▶ [BRANO]

* * *

Dodge Charger sta per sbarcare in Europa, e per chi ama le muscle car americane è una di quelle notizie che fanno drizzare le antenne. Poche auto raccontano lo spirito a stelle e strisce come lei: chilometri di asfalto, rombi profondi e quella forma che non passa inosservata. Nata sessant’anni fa, la nuova Dodge Charger ha vissuto buona parte della sua esistenza dall’altra parte dell’Atlantico, e adesso prepara il suo debutto ufficiale nel Vecchio Continente.
C’è però ancora qualche tassello mancante. L’annuncio è ufficiale, certo, ma restano in sospeso dettagli importanti come il prezzo, le tempistiche precise e i mercati europei in cui arriverà per prima. Quello che si sa è che a occuparsi dell’importazione sarà KW Automotive. Tutto il resto, per ora, viaggia ancora un po’ nel vago.

* * *

▶ [DATI]
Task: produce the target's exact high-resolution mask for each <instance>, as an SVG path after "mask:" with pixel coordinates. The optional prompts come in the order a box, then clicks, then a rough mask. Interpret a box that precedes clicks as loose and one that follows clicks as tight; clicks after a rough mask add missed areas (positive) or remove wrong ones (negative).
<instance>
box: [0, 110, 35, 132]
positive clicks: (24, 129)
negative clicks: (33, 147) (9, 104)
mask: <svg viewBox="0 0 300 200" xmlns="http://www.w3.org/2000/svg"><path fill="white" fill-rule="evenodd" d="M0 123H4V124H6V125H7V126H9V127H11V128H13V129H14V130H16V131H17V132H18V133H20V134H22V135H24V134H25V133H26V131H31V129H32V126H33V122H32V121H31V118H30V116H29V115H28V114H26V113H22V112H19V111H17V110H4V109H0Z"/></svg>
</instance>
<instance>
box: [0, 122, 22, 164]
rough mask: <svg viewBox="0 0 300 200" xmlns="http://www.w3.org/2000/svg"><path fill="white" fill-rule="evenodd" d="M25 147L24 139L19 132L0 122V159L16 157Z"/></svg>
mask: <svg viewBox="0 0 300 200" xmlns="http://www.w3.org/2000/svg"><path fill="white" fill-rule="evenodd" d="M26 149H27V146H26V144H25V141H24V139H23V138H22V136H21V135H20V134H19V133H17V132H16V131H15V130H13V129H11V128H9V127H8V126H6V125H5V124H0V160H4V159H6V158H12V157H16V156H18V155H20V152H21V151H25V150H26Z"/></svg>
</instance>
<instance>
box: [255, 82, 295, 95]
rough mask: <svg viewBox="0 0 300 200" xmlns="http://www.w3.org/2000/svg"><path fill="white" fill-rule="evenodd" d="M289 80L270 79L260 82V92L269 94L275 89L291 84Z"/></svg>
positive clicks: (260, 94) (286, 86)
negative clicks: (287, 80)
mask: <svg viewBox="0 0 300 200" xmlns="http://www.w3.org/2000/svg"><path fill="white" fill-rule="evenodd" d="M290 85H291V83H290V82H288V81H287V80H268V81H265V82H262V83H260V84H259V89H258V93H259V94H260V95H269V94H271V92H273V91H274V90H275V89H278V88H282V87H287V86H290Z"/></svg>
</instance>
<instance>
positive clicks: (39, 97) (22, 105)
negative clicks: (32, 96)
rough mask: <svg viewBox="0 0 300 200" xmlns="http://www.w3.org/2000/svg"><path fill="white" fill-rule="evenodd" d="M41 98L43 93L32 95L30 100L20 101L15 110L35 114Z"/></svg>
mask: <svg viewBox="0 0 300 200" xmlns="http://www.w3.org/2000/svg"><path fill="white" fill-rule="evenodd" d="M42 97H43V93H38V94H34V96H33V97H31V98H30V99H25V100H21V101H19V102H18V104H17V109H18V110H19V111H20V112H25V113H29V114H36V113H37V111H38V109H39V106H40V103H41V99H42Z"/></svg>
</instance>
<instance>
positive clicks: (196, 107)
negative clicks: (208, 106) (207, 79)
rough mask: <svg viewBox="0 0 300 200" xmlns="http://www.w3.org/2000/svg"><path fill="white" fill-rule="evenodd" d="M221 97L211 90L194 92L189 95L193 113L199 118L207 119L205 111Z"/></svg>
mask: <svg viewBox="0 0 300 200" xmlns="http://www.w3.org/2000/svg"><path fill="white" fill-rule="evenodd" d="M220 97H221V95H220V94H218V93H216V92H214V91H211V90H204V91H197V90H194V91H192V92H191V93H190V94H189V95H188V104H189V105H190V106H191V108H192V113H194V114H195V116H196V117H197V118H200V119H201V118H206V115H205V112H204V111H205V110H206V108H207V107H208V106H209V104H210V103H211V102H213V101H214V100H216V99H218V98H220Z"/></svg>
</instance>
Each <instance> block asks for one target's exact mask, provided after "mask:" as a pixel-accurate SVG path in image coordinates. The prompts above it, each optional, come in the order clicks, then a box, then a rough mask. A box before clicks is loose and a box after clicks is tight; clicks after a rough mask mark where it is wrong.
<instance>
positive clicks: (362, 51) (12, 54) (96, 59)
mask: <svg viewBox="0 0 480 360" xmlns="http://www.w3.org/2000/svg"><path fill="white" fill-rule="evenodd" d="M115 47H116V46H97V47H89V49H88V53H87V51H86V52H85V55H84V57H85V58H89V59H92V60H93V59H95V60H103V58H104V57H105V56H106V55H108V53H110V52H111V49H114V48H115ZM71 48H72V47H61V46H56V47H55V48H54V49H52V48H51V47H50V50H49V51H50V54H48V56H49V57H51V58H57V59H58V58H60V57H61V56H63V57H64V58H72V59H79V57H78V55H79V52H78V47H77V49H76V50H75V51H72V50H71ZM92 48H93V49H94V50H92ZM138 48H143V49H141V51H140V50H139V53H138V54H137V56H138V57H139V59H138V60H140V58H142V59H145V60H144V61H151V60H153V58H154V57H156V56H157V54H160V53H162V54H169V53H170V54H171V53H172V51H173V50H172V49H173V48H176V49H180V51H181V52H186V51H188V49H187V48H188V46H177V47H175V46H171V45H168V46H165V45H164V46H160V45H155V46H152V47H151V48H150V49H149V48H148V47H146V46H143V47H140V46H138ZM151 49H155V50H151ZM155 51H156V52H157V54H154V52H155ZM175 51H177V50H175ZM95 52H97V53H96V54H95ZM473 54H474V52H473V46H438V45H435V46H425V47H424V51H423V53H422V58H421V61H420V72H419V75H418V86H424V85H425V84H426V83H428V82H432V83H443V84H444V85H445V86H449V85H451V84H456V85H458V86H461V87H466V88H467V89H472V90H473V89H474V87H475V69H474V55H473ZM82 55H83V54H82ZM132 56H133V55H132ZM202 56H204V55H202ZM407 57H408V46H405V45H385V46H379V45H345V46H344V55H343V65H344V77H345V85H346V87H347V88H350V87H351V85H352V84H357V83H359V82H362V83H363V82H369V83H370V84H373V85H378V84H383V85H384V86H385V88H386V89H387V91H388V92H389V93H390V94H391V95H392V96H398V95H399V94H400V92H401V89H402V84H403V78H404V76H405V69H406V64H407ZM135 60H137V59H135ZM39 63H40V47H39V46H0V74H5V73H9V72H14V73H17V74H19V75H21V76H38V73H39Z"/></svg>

* * *

▶ [COSA FARE]
1 > Nel brano sulla Dodge Charger, quale azienda si occuperà dell'importazione dell'auto?
2 > Riassumi in due frasi il brano sulla Dodge Charger.
3 > Prosegui il brano sulla Dodge Charger a partire dalla sua ultima frase.

▶ [RISPOSTE]
1 > KW Automotive.

2 > La Dodge Charger, muscle car nata sessant'anni fa e vissuta soprattutto dall'altra parte dell'Atlantico, prepara il suo debutto ufficiale in Europa. L'annuncio è ufficiale e l'importazione sarà affidata a KW Automotive, ma il prezzo, le tempistiche precise e i primi mercati europei restano ancora in sospeso.

3 >
Come è fatta la nuova Dodge Charger
Parliamo di un’auto che non bada certo alle mezze misure. Lunga 5,24 metri, larga 2,02, alta 1,49 e con un passo di 3,07 metri, la Dodge Charger poggia sulla piattaforma STLA Large, la stessa che potrebbe finire sotto le future Alfa Romeo Giulia e Stelvio. Una base multi energia, pensata per accogliere motorizzazioni diverse. Quando ha debuttato negli Stati Uniti, nel 2024, ospitava solo powertrain elettrici, mentre in un secondo momento è arrivato anche un 3.0 sei cilindri in linea.
E questa doppia anima verrà riproposta anche da noi. In Europa la Charger sbarcherà sia nella variante termica, chiamata Sixpack, sia in quella elettrica, battezzata Daytona. La versione a benzina si presenta in due livelli di potenza: la Standard Output da 420 CV e 635 Nm, e la High Output da 550 CV e 720 Nm, capace di scattare da 0 a 100 km/h in 3,9 secondi. La Daytona elettrica, invece, monta due motori, uno per asse, per un totale di 680 CV e 850 Nm di coppia. Il risultato? Da 0 a 100 in appena 3,3 secondi. Le batterie da 94 kWh promettono fino a 418 km di autonomia.
Interni, carrozzeria e quel prezzo ancora misterioso
Sul fronte estetico e pratico, c’è ancora un bel po’ da chiarire. Non è dato sapere, ad esempio, se la nuova Dodge Charger arriverà in Europa solo nella configurazione a due porte o anche con carrozzeria a quattro porte. Una differenza non da poco, soprattutto per chi pensa a un utilizzo più quotidiano e meno legato al puro piacere di guida.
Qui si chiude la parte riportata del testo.